> _Text under study_
23. The method of claim 10 wherein encoding the location of the term having jointly the highest potential significance includes, with explicit prior agreement as to the total number of elements under consideration, and the sequence ordered in order of decreasing importance, coding the number of leading zeros, or coding the location as number of columns from the left.

24. The method of claim 10 wherein encoding the location of the term having jointly the highest potential significance includes, with explicit prior agreement as to the least significant term, and the sequence ordered in order of increasing importance, coding the location as number of columns from the left.

25. The method of claim 10 wherein encoding the location of the term having jointly the highest potential significance includes, with explicit prior agreement as to the total number of elements under consideration, and the sequence ordered in order of increasing importance, coding the number of trailing zeros, or coding the location as number of columns from the right.

26. The method of claim 10 wherein encoding the balance of weights includes placing the weights into the additional precision packet according to an agreed to ordering.

27. The method of claim 10 wherein encoding the balance of weights includes placing the weights in decreasing order of importance.

28. The method of claim 10 wherein encoding the balance of weights includes placing the weights in increasing order of importance.

29. The method of claim 10 wherein encoding the balance of weights includes truncating the balance according to one or more predetermined truncation rules.

30. The method of claim 29 wherein the one or more predetermined truncation rules remove weights, in order, from the potentially least significant term to the potentially most significant term represented in the additional precision packet.

31. The method of claim 29 wherein the one or more predetermined truncation rules limit the truncation in order to maintain an agreed absolute accuracy or precision in the numerical representation.

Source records

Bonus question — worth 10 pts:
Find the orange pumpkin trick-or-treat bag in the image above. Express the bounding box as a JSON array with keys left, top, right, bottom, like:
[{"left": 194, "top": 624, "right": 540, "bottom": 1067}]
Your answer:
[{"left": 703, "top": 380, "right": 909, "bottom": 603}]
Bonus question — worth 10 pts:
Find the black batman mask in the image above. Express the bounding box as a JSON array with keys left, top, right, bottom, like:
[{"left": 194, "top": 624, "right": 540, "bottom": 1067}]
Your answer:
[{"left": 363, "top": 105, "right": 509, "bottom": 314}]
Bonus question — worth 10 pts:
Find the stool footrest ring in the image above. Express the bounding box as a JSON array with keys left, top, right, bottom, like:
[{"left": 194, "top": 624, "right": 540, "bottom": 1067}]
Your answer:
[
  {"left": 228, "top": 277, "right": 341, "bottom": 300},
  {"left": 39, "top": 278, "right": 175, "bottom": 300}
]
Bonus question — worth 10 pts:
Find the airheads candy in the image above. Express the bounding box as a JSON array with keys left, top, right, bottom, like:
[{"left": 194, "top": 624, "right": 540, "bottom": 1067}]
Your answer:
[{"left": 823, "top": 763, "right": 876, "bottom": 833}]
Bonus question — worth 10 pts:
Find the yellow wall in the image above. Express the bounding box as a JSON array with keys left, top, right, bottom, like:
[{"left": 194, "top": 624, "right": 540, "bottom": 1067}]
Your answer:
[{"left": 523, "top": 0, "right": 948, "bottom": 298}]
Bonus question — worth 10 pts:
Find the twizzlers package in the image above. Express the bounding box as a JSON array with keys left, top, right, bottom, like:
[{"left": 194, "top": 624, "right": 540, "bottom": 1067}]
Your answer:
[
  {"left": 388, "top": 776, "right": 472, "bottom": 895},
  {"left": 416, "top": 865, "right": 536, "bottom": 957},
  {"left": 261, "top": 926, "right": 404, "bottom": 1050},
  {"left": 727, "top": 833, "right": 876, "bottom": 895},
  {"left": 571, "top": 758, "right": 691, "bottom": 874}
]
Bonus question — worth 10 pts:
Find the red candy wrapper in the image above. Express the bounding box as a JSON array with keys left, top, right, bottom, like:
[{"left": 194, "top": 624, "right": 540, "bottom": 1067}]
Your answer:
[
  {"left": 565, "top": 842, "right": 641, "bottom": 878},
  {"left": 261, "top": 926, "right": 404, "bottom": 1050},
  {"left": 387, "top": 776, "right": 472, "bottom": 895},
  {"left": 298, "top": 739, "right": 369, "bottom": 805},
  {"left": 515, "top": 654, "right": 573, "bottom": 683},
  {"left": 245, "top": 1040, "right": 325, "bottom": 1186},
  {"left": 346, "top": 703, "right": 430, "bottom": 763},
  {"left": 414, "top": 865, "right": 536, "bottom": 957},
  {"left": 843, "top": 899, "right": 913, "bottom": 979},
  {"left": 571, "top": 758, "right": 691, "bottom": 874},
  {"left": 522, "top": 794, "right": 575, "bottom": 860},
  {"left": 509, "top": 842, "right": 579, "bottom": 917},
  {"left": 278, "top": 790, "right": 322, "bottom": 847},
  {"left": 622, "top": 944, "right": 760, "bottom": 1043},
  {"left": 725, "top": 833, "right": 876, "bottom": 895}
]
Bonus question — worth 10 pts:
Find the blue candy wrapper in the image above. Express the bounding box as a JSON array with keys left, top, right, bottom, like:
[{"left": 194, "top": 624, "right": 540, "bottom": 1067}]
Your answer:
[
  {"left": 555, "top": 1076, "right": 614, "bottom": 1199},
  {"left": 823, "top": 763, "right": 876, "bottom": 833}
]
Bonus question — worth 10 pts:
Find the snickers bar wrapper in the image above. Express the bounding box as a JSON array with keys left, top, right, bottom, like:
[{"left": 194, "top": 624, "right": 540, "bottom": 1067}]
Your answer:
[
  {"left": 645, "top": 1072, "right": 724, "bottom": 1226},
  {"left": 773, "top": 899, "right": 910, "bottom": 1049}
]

> _Exercise prompt_
Answer these questions from the patent claims:
1. In claim 25, with the sequence ordered in increasing importance, what kind of zeros is counted?
2. According to claim 30, in what order do the truncation rules remove weights?
3. According to claim 31, what do the truncation rules maintain by limiting the truncation?

> _Completed task_
1. Trailing zeros.
2. From the potentially least significant term to the potentially most significant term represented in the additional precision packet.
3. An agreed absolute accuracy or precision in the numerical representation.